Texte source »
================

Vous avez formulé, lors des tables-rondes de ce matin, des propositions concrètes pour améliorer la coopération entre les préfectures et les consulats. Je vous demande de mettre en œuvre quatre mesures, dans les mois qui viennent.

(1) D'abord, il est urgent de mettre en place un réseau de transmission informatique protégé, facilitant la communication entre les consulats et les préfectures, aussi bien pour lutter contre l'immigration illégale que pour organiser l'immigration régulière. Ce réseau permettra aux consuls d'être informés par les préfectures de l'utilisation qui est faite des visas de court séjour par les bénéficiaires de ces visas, par exemple pour demander un titre de séjour. De même, les consulats auront la possibilité d'appeler l'attention des préfectures sur des cas de délivrance de visas risquant de donner lieu à des détournements de procédure. Je vous demande que ce réseau informatique soit opérationnel dès 2006.

(2) Nous devons, ensuite, mettre en commun  les moyens, les expériences et les renseignements concernant la lutte contre la fraude documentaire, avec le concours de la direction centrale de la police aux frontières et du service de coopération technique internationale de police (SCTIP). Je demande à la PAF de détacher dès cette année, dans les consulats les plus sensibles, les experts nécessaires.

(3) La coopération entre les consulats et les préfectures passe, en outre, par le développement d'une culture partagée de la maîtrise de l'immigration. A très court terme, des sessions de formation commune seront organisées pour que les agents des préfectures et les agents des consulats se rencontrent. Je crois nécessaire, aussi, que des échanges de personnels - et pas seulement au niveau des cadres supérieurs - puissent être effectués de manière courante.

(4) Je souhaite, enfin, que 10 consulats expérimentent un système de "guichet unique" qui leur permettrait de délivrer, en liaison étroite avec les préfectures, des documents valant à la fois visa de long séjour et carte de séjour.

A terme, notre objectif doit être de réaliser un réseau unique d'agents de l'Etat spécialistes de l'immigration, issus des réseaux préfectoraux et consulaires, mettant en œuvre une même politique.

================

Données extraites »
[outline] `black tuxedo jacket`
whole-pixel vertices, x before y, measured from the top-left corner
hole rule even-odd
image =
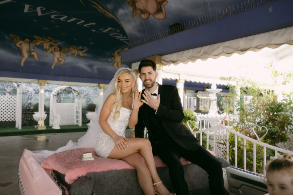
[[[144,89],[142,93],[145,91]],[[195,151],[199,144],[197,139],[181,122],[184,114],[177,88],[174,86],[159,84],[160,106],[156,115],[161,119],[162,124],[167,133],[178,144],[186,149]],[[142,99],[143,99],[142,96]],[[146,127],[149,139],[151,144],[153,153],[156,155],[157,145],[149,127],[147,110],[149,106],[144,104],[138,112],[137,124],[134,134],[136,137],[143,137]]]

================

Consigne A » Selon le texte source, dans quel but des sessions de formation commune seront-elles organisées ? Répondez en une à trois phrases.
Consigne B » Dressez la liste de toutes les mesures que le texte source demande de mettre en œuvre dans les mois qui viennent.

Réponse complète A » Ces sessions doivent permettre aux agents des préfectures et aux agents des consulats de se rencontrer. Elles participent au développement d'une culture partagée de la maîtrise de l'immigration, dont dépend la coopération entre consulats et préfectures.

Réponse complète B »
- Mettre en place un réseau de transmission informatique protégé entre les consulats et les préfectures, opérationnel dès 2006.
- Mettre en commun les moyens, les expériences et les renseignements concernant la lutte contre la fraude documentaire, avec le concours de la direction centrale de la police aux frontières et du SCTIP.
- Développer une culture partagée de la maîtrise de l'immigration, par des sessions de formation commune et des échanges de personnels.
- Faire expérimenter par 10 consulats un système de « guichet unique » délivrant des documents valant à la fois visa de long séjour et carte de séjour.